DATASET CONTENT:

Start

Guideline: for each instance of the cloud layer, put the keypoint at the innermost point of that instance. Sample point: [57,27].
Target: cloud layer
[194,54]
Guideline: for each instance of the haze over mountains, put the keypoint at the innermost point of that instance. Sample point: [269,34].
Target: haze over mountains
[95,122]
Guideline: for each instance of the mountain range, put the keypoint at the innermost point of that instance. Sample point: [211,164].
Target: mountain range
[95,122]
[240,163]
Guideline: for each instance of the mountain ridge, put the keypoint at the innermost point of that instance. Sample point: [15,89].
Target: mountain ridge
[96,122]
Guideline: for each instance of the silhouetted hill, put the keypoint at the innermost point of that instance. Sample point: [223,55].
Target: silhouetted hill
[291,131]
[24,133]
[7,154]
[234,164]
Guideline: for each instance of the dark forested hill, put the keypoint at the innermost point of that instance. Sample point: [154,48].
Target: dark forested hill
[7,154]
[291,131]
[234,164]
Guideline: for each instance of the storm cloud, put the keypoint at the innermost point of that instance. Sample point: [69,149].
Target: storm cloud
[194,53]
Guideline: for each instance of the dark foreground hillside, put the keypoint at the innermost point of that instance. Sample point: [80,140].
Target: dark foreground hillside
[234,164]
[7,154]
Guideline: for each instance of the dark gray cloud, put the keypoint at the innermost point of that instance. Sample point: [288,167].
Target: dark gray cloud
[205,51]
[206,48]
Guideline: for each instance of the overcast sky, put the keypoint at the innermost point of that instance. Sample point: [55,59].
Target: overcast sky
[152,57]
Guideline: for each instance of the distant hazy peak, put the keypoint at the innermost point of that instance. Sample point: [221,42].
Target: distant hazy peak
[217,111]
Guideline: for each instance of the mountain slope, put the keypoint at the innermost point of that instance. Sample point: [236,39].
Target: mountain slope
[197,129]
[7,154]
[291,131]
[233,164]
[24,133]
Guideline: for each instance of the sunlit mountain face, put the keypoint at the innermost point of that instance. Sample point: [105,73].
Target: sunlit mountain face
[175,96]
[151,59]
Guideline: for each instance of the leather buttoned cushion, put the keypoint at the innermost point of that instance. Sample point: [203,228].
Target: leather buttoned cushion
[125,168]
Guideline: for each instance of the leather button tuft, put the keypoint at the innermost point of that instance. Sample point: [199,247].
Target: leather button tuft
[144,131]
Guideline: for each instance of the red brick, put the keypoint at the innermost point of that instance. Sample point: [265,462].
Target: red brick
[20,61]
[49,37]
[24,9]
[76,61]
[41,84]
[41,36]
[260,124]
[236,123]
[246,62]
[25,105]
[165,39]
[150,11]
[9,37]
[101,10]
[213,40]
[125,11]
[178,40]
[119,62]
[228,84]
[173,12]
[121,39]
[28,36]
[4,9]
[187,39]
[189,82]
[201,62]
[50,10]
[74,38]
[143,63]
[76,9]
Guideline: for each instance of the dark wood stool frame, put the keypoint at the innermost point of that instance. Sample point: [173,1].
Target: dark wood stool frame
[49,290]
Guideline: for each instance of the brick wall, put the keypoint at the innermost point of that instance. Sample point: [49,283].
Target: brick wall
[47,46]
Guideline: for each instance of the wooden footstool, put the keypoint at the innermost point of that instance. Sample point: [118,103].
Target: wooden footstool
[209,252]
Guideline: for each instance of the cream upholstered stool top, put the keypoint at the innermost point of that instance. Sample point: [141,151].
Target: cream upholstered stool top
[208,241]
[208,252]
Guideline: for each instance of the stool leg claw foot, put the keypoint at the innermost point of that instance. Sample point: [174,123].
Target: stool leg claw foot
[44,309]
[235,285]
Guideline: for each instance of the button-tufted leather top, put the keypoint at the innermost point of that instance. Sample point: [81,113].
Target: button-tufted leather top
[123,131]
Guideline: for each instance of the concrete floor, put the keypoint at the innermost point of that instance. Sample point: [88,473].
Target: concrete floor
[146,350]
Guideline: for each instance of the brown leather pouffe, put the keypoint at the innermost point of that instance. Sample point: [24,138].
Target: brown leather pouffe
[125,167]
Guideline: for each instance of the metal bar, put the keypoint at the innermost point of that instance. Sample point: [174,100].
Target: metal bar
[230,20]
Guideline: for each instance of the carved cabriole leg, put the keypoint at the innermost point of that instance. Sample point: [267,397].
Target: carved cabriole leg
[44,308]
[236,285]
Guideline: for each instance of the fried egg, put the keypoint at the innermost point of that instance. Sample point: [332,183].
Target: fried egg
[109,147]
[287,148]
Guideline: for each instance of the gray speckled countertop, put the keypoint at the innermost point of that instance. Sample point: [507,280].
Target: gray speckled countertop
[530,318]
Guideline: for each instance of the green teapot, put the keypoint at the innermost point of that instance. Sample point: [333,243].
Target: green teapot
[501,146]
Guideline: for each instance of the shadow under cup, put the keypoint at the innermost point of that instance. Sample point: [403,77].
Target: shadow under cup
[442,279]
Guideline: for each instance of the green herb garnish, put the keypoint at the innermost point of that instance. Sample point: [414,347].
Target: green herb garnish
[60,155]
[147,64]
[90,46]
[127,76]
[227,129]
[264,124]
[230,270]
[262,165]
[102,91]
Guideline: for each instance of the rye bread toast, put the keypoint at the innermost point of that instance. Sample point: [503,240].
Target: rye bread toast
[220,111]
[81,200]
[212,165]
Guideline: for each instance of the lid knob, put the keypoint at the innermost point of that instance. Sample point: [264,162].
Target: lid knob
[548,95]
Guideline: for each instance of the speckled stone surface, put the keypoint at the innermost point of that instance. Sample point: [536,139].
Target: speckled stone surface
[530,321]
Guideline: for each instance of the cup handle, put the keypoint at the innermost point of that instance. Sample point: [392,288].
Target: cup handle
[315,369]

End

OBJECTIVE:
Convert all the lines above into a Markdown table with the columns "Row" and "Line," numbering each row and omitting blank lines.

THE REPLY:
| Row | Line |
|---|---|
| 1 | Guideline: for each instance of the cloud layer, put the keypoint at the innermost point of that instance. Sample point: [57,27]. |
| 2 | Target: cloud layer |
| 3 | [194,54] |
| 4 | Guideline: for each instance of the haze over mountains, put the keypoint at the innermost point of that instance. Sample point: [269,34]. |
| 5 | Target: haze over mountains |
| 6 | [95,122] |
| 7 | Guideline: for each instance of the mountain range, put the keypoint at the innermost point of that instance. Sample point: [211,164]. |
| 8 | Target: mountain range |
| 9 | [95,122] |
| 10 | [240,163] |
| 11 | Guideline: for each instance of the mountain ridge, put the keypoint at the innermost point of that instance. Sample point: [15,89]. |
| 12 | Target: mountain ridge |
| 13 | [96,122] |
| 14 | Guideline: for each instance of the silhouetted hill, put the keypoint at the innermost point of that instance. Sample point: [223,55]. |
| 15 | Target: silhouetted hill |
| 16 | [291,131] |
| 17 | [24,133] |
| 18 | [7,154] |
| 19 | [234,164] |
| 20 | Guideline: for each instance of the dark forested hill, put the keypoint at the innermost point of that instance. Sample point: [154,48]. |
| 21 | Target: dark forested hill |
| 22 | [7,154] |
| 23 | [291,131] |
| 24 | [234,164] |
| 25 | Guideline: for each instance of the storm cloud, put the keypoint at the innermost point of that instance. Sample point: [69,149]. |
| 26 | Target: storm cloud |
| 27 | [194,53] |
| 28 | Guideline: for each instance of the dark foreground hillside, put the keypoint at the innermost point of that instance. Sample point: [80,140]. |
| 29 | Target: dark foreground hillside |
| 30 | [234,164] |
| 31 | [7,154] |
| 32 | Guideline: for each instance of the dark gray cloud, put the keypoint at the innermost point of that instance. Sample point: [288,167]. |
| 33 | Target: dark gray cloud |
| 34 | [205,51] |
| 35 | [206,48] |
| 36 | Guideline: for each instance of the overcast sky, put the keypoint at the innermost point of that instance. Sample point: [55,59]. |
| 37 | Target: overcast sky |
| 38 | [152,57] |
| 39 | Guideline: for each instance of the distant hazy peak, put the keypoint at the innermost point of that instance. Sample point: [221,42]. |
| 40 | Target: distant hazy peak |
| 41 | [217,111] |
| 42 | Guideline: for each instance of the mountain slope, put the keypoint at the innermost point of that instance. Sample point: [236,39]. |
| 43 | Target: mountain slope |
| 44 | [197,129] |
| 45 | [7,154] |
| 46 | [291,131] |
| 47 | [233,164] |
| 48 | [24,133] |
| 49 | Guideline: for each instance of the sunlit mountain face, put the keypoint at the innermost point of that instance. Sample point: [105,73]. |
| 50 | Target: sunlit mountain face |
| 51 | [175,96] |
| 52 | [151,59] |
| 53 | Guideline: for each instance of the leather buttoned cushion, put the keypoint at the innermost point of that instance. Sample point: [203,228]. |
| 54 | Target: leather buttoned cushion |
| 55 | [125,168] |
| 56 | Guideline: for each instance of the leather button tuft, put the keypoint at the innermost point of that instance. Sample point: [199,247]. |
| 57 | Target: leather button tuft |
| 58 | [144,131] |
| 59 | Guideline: for each instance of the red brick, put the keypoint at the innermost point of that instance. Sample point: [265,462]. |
| 60 | Target: red brick |
| 61 | [20,61] |
| 62 | [49,37] |
| 63 | [24,9] |
| 64 | [76,61] |
| 65 | [41,84] |
| 66 | [41,36] |
| 67 | [260,124] |
| 68 | [236,123] |
| 69 | [246,62] |
| 70 | [25,105] |
| 71 | [165,39] |
| 72 | [150,11] |
| 73 | [9,37] |
| 74 | [101,10] |
| 75 | [213,40] |
| 76 | [125,11] |
| 77 | [178,40] |
| 78 | [119,62] |
| 79 | [228,84] |
| 80 | [173,12] |
| 81 | [121,39] |
| 82 | [28,36] |
| 83 | [4,9] |
| 84 | [187,39] |
| 85 | [189,82] |
| 86 | [201,62] |
| 87 | [50,10] |
| 88 | [74,38] |
| 89 | [143,63] |
| 90 | [76,9] |
| 91 | Guideline: for each instance of the dark wood stool frame, put the keypoint at the innermost point of that instance. Sample point: [173,1]. |
| 92 | Target: dark wood stool frame |
| 93 | [49,290] |
| 94 | Guideline: for each instance of the brick wall, put the keypoint at the innermost point of that instance. Sample point: [49,283]. |
| 95 | Target: brick wall |
| 96 | [47,46] |
| 97 | Guideline: for each instance of the wooden footstool, put the keypoint at the innermost point of that instance. Sample point: [118,103]. |
| 98 | Target: wooden footstool |
| 99 | [209,252] |
| 100 | Guideline: for each instance of the cream upholstered stool top, put the keypoint at the innermost point of that instance. Sample point: [141,151]. |
| 101 | Target: cream upholstered stool top |
| 102 | [208,241] |
| 103 | [208,252] |
| 104 | Guideline: for each instance of the stool leg claw foot, put the keypoint at the innermost point of that instance. Sample point: [174,123]. |
| 105 | Target: stool leg claw foot |
| 106 | [44,309] |
| 107 | [235,285] |
| 108 | Guideline: for each instance of the button-tufted leather top, put the keypoint at the innermost point of that instance. Sample point: [81,113]. |
| 109 | Target: button-tufted leather top |
| 110 | [123,131] |
| 111 | Guideline: for each instance of the concrete floor, put the keypoint at the innermost point of that instance. Sample point: [88,473]. |
| 112 | Target: concrete floor |
| 113 | [146,350] |
| 114 | Guideline: for each instance of the brown leather pouffe, put the keypoint at the innermost point of that instance. Sample point: [24,138]. |
| 115 | Target: brown leather pouffe |
| 116 | [125,167] |
| 117 | Guideline: for each instance of the metal bar, put the keypoint at the innermost point of that instance. Sample point: [174,100]. |
| 118 | Target: metal bar |
| 119 | [230,20] |
| 120 | Guideline: for each instance of the carved cabriole leg, put the keypoint at the innermost point of that instance. Sample point: [267,397]. |
| 121 | Target: carved cabriole leg |
| 122 | [44,308] |
| 123 | [236,285] |
| 124 | Guideline: for each instance of the fried egg, put the keypoint at the innermost point of that instance. Sample point: [332,183]. |
| 125 | Target: fried egg |
| 126 | [109,147] |
| 127 | [287,148] |
| 128 | Guideline: for each instance of the gray speckled countertop, put the keypoint at the innermost point of that instance. Sample point: [507,280]. |
| 129 | Target: gray speckled countertop |
| 130 | [530,318] |
| 131 | Guideline: for each instance of the green teapot, put the keypoint at the innermost point of that instance. Sample point: [333,243]. |
| 132 | Target: green teapot |
| 133 | [501,146] |
| 134 | Guideline: for each instance of the shadow under cup, put the keypoint at the innermost point of that instance. Sample point: [403,77]. |
| 135 | Target: shadow under cup |
| 136 | [442,279] |
| 137 | Guideline: for each instance of the green herb garnish, put the keypoint at the innermost point of that instance. Sample point: [414,347]. |
| 138 | Target: green herb garnish |
| 139 | [60,155] |
| 140 | [147,64] |
| 141 | [90,46] |
| 142 | [127,76] |
| 143 | [227,129] |
| 144 | [264,124] |
| 145 | [230,270] |
| 146 | [262,165] |
| 147 | [102,91] |
| 148 | Guideline: for each instance of the rye bread toast, put the keypoint at the innermost point of that instance. Sample point: [503,240]. |
| 149 | Target: rye bread toast |
| 150 | [220,111] |
| 151 | [81,200] |
| 152 | [212,165] |
| 153 | Guideline: for each instance of the lid knob, put the keypoint at the innermost point of that instance. Sample point: [264,162]. |
| 154 | Target: lid knob |
| 155 | [548,95] |
| 156 | Guideline: for each instance of the speckled stone surface, put the keypoint at the innermost point of that instance. Sample point: [536,139]. |
| 157 | Target: speckled stone surface |
| 158 | [530,321] |
| 159 | Guideline: for each instance of the cup handle, put the keypoint at the innermost point of that instance. Sample point: [392,288]. |
| 160 | Target: cup handle |
| 161 | [315,369] |